··· Text

Ypsilon Aelius monoblock: $36,000/pair
See MF's review in the April 2013 issue (Vol.36 No.4 Read Review Online).

Class A (Tube)

Audio Research Reference 150: $13,000
The 150Wpc Reference 150 measures 19" W by 8.75" H by 19.5" D, weighs 75 lbs, offers output taps for 16, 8, and 4 ohm loads, and is available in silver or black. It uses eight matched pairs of KT120 output tubes and four 6H30 driver tubes; the output-stage coupling is a combination of the familiar ultralinear configuration and ARC's patented "partially cathode-coupled" topology. EL: "With its open soundstage, neutral tonal balance, finely textured musical presentation, wide dynamics, and supremely musical feel, the ARC Reference 150 connected me with my music better than almost every other amplifier I've heard." Compared to the Octave RE 290, the Ref 150 lacked some bass control but sounded significantly bigger, clearer, more colorful, and more natural, said EL. A JA favorite. (Vol.35 No.7 Read Review Online; Vol.36 No.1)

······

--- Directions ---
A: In the amplifier listing, condense the paragraph beginning "The 150Wpc Reference 150 measures" into a bulleted list that keeps its main facts.
B: Extend the amplifier listing past its final sentence.
The material after this point is separate from the amplifier listing.

··· Supplied information

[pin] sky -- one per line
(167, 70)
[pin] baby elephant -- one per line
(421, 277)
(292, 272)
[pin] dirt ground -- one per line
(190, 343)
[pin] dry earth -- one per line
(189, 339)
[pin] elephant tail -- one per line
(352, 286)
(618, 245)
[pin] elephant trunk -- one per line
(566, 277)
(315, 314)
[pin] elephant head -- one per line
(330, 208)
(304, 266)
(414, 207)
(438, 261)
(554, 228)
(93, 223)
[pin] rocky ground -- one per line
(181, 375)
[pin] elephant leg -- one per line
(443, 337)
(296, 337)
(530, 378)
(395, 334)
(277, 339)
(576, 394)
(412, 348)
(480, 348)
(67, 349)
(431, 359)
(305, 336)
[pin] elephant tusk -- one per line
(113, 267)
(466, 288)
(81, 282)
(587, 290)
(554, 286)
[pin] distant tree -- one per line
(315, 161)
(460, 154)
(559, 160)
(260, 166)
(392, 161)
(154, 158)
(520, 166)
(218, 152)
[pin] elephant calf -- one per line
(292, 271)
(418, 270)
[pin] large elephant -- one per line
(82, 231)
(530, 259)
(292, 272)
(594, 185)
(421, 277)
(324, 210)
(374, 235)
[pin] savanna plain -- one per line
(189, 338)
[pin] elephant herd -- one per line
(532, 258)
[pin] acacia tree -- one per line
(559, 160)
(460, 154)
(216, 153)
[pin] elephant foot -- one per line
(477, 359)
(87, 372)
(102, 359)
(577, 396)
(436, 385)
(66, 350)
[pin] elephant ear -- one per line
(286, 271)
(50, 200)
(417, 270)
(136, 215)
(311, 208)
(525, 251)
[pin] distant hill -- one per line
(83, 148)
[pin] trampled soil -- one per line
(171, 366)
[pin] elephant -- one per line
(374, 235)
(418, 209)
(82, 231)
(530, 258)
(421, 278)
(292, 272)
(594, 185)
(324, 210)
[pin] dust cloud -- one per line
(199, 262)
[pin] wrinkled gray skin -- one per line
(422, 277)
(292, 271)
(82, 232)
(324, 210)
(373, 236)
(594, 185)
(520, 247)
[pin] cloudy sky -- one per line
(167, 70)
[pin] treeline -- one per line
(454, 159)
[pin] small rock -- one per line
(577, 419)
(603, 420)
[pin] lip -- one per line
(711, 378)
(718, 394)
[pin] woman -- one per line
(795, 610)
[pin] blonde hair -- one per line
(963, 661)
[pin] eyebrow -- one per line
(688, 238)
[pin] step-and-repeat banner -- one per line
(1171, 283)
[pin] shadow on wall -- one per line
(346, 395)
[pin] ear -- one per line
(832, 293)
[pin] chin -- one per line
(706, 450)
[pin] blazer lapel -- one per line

······

--- Results of the exercise ---
A:
- Audio Research Reference 150: 150Wpc, $13,000
- Dimensions and weight: 19" W by 8.75" H by 19.5" D, 75 lbs
- Output taps for 16, 8, and 4 ohm loads; silver or black finish
- Tubes: eight matched pairs of KT120 output tubes, four 6H30 driver tubes
- Output-stage coupling: ultralinear combined with ARC's patented "partially cathode-coupled" topology
- EL praised its open soundstage, neutral tonal balance, finely textured presentation, wide dynamics, and musical feel
- Versus the Octave RE 290, EL found it bigger, clearer, more colorful, and more natural, though with less bass control
- A JA favorite; reviewed in Vol.35 No.7 and Vol.36 No.1

B:
Balanced Audio Technology VK-55SE: $6995
Balanced Audio Technology VK-55: $4595 $$$ ✩
Like its preamp partner, the VK-3iX, the tubed, 55Wpc VK-55 features improved fit'n'finish and ergonomics over its predecessors. In combination with the VK-3iX, the VK-55 gave RD's system a vanishingly low noise level and produced music that was convincingly real. On its own, the VK-55 delivered firm, extended bass and presented high-level dynamics with ease. "The BAT VK-3iX and VK-55 are exemplars of the best that specialist home audio has to offer," said RD. The "unerringly musical" VK-55SE delivers 55Wpc into 8 or 4 ohms. Upgrades from the standard VK-55 include new capacitors, an improved power supply, and the use of two 6H30P tubes in the amp's gain stage. Fit’n’finish were superb, with substantial metalwork and flawless livery in textured black. Though it lacked the energy reserve of the 200Wpc Aesthetix Atlas, the BAT had a sound that was always "vivid, relaxed, and liquid," said WP. The BAT's grain-free, uncolored, and quiet sound worked to reproduce music in a way that came "dangerously close to the live experience." JA was bothered by the difference between the left and right channels" low-frequency linearity from the Low tap, and noted that the SE version measured no better than the standard VK-55. (Vol.28 No.11 Read Review Online; Vol.33 No.4 Read Review Online)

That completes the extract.